Collection entries:
▼

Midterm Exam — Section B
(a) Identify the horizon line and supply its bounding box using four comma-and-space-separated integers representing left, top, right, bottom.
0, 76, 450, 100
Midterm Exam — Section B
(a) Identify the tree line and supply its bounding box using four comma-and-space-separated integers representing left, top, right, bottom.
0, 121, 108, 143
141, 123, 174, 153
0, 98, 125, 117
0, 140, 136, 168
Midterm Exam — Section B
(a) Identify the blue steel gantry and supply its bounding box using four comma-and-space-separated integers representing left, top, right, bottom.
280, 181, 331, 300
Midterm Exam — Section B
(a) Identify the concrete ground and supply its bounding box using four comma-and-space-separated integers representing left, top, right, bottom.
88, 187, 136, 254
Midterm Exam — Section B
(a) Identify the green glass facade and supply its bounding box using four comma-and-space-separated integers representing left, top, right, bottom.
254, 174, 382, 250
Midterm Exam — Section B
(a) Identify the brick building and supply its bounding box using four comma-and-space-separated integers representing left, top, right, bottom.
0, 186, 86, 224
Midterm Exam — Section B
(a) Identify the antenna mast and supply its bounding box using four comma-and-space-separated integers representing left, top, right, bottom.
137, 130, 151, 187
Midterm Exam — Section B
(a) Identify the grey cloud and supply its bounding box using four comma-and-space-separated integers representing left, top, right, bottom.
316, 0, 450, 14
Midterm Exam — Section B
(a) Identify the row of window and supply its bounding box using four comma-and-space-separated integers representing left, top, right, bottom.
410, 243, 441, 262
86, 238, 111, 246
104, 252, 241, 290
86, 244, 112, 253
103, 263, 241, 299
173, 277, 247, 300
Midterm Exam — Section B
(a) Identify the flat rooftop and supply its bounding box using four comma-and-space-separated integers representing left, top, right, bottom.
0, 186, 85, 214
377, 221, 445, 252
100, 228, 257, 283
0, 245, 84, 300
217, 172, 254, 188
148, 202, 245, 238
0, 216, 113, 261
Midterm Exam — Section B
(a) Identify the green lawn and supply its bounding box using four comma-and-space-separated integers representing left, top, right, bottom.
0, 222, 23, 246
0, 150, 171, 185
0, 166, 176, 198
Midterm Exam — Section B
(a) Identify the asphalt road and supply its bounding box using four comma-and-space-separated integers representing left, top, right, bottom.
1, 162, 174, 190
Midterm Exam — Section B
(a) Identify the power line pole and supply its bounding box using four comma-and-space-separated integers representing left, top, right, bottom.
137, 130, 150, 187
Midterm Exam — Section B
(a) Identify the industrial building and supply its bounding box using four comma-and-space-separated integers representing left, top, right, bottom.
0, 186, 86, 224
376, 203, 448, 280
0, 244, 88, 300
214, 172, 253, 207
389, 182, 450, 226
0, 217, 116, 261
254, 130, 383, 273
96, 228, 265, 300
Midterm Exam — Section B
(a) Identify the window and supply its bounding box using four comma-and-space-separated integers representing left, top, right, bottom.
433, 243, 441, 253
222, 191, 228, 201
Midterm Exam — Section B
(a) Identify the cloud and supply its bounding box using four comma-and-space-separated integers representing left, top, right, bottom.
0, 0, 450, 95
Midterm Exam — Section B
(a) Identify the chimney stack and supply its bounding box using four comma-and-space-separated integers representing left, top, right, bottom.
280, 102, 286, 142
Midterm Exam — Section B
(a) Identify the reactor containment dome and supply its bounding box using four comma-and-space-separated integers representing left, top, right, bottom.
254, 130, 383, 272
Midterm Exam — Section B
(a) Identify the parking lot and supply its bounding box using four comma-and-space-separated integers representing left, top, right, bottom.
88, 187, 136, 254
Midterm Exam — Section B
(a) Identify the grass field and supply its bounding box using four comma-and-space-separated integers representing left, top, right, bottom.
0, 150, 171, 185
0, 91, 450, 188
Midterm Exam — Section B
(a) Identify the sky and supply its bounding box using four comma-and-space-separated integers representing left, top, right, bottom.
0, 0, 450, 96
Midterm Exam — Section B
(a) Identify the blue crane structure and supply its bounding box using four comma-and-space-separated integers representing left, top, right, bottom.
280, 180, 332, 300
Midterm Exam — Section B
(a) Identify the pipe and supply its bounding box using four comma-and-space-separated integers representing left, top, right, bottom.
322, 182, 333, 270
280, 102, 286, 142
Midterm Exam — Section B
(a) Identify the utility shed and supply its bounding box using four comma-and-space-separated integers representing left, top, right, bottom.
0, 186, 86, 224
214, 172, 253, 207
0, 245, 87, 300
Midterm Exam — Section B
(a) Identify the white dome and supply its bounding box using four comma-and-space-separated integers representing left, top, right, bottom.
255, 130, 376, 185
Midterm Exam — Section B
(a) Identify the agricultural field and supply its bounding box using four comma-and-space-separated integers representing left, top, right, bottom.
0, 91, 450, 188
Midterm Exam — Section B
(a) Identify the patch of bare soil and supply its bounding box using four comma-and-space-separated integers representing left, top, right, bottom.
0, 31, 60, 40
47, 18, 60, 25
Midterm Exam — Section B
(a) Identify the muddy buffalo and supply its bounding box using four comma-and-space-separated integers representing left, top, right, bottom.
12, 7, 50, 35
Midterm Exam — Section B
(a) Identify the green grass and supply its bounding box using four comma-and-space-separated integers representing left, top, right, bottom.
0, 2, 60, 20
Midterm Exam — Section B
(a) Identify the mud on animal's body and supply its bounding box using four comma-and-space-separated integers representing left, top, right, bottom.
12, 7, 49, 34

▲

Task goal: Each entry above is to be quoted exactly.

Solution to this problem:
Midterm Exam — Section B
(a) Identify the horizon line and supply its bounding box using four comma-and-space-separated integers representing left, top, right, bottom.
0, 76, 450, 100
Midterm Exam — Section B
(a) Identify the tree line and supply its bounding box using four comma-and-space-separated integers representing left, top, right, bottom.
0, 121, 108, 143
141, 123, 174, 153
0, 98, 125, 117
0, 140, 136, 168
Midterm Exam — Section B
(a) Identify the blue steel gantry and supply its bounding box using four comma-and-space-separated integers representing left, top, right, bottom.
280, 181, 331, 300
Midterm Exam — Section B
(a) Identify the concrete ground and supply its bounding box using four comma-and-space-separated integers representing left, top, right, bottom.
88, 187, 136, 254
Midterm Exam — Section B
(a) Identify the green glass facade and supply its bounding box using four comma-and-space-separated integers representing left, top, right, bottom.
254, 174, 382, 250
Midterm Exam — Section B
(a) Identify the brick building and supply its bounding box using four comma-and-space-separated integers representing left, top, right, bottom.
0, 186, 86, 224
Midterm Exam — Section B
(a) Identify the antenna mast and supply its bounding box using four comma-and-space-separated integers representing left, top, right, bottom.
137, 130, 151, 187
Midterm Exam — Section B
(a) Identify the grey cloud and supply its bounding box using four comma-and-space-separated integers representing left, top, right, bottom.
316, 0, 450, 14
Midterm Exam — Section B
(a) Identify the row of window and supply its bounding box using four comma-and-space-separated integers representing left, top, right, bottom.
410, 243, 441, 262
86, 238, 111, 246
104, 252, 241, 290
86, 244, 112, 253
103, 263, 241, 299
173, 277, 247, 300
Midterm Exam — Section B
(a) Identify the flat rooftop and supply its bounding box using four comma-and-space-separated integers representing left, top, right, bottom.
0, 186, 85, 214
377, 221, 445, 252
100, 228, 257, 283
0, 245, 84, 300
217, 172, 254, 188
148, 202, 245, 238
0, 216, 113, 261
Midterm Exam — Section B
(a) Identify the green lawn and supply its bounding box using four comma-and-space-separated integers representing left, top, right, bottom.
0, 222, 23, 246
0, 150, 171, 185
0, 166, 176, 198
Midterm Exam — Section B
(a) Identify the asphalt road and supply its bounding box using four comma-and-space-separated integers representing left, top, right, bottom.
1, 162, 174, 190
Midterm Exam — Section B
(a) Identify the power line pole and supply its bounding box using four comma-and-space-separated integers representing left, top, right, bottom.
137, 130, 150, 187
Midterm Exam — Section B
(a) Identify the industrial building and supply its bounding box using four comma-and-space-separated integers representing left, top, right, bottom.
0, 186, 86, 224
376, 203, 448, 280
0, 244, 88, 300
214, 172, 253, 207
389, 182, 450, 226
0, 217, 116, 261
254, 130, 383, 273
96, 228, 265, 300
Midterm Exam — Section B
(a) Identify the window and supply its bounding box using four comma-and-space-separated integers representing left, top, right, bottom.
433, 243, 441, 253
222, 191, 228, 201
Midterm Exam — Section B
(a) Identify the cloud and supply its bounding box using four comma-and-space-separated integers representing left, top, right, bottom.
0, 0, 450, 95
Midterm Exam — Section B
(a) Identify the chimney stack and supply its bounding box using four comma-and-space-separated integers representing left, top, right, bottom.
280, 102, 286, 142
Midterm Exam — Section B
(a) Identify the reactor containment dome and supply its bounding box using four comma-and-space-separated integers representing left, top, right, bottom.
254, 130, 383, 272
Midterm Exam — Section B
(a) Identify the parking lot and supply its bounding box using four comma-and-space-separated integers representing left, top, right, bottom.
88, 187, 136, 254
Midterm Exam — Section B
(a) Identify the grass field and supply its bounding box using four comma-and-space-separated integers representing left, top, right, bottom.
0, 150, 171, 185
0, 91, 450, 188
Midterm Exam — Section B
(a) Identify the sky and supply its bounding box using four comma-and-space-separated integers representing left, top, right, bottom.
0, 0, 450, 96
Midterm Exam — Section B
(a) Identify the blue crane structure and supply its bounding box using four comma-and-space-separated integers representing left, top, right, bottom.
280, 180, 332, 300
Midterm Exam — Section B
(a) Identify the pipe and supply its bounding box using four comma-and-space-separated integers representing left, top, right, bottom.
322, 182, 333, 270
280, 102, 286, 142
Midterm Exam — Section B
(a) Identify the utility shed and supply its bounding box using four comma-and-space-separated integers representing left, top, right, bottom.
0, 186, 86, 224
214, 172, 253, 207
0, 245, 87, 300
Midterm Exam — Section B
(a) Identify the white dome and supply its bounding box using four comma-and-space-separated integers representing left, top, right, bottom.
255, 130, 376, 185
Midterm Exam — Section B
(a) Identify the agricultural field and supply its bounding box using four comma-and-space-separated integers representing left, top, right, bottom.
0, 91, 450, 188
Midterm Exam — Section B
(a) Identify the patch of bare soil and supply its bounding box using four comma-and-space-separated integers representing left, top, right, bottom.
0, 31, 60, 40
47, 18, 60, 25
Midterm Exam — Section B
(a) Identify the muddy buffalo and supply its bounding box using four comma-and-space-separated integers representing left, top, right, bottom.
12, 7, 50, 35
Midterm Exam — Section B
(a) Identify the green grass and supply its bounding box using four comma-and-space-separated integers representing left, top, right, bottom.
0, 2, 60, 20
Midterm Exam — Section B
(a) Identify the mud on animal's body and supply its bounding box using four comma-and-space-separated integers representing left, top, right, bottom.
12, 7, 49, 34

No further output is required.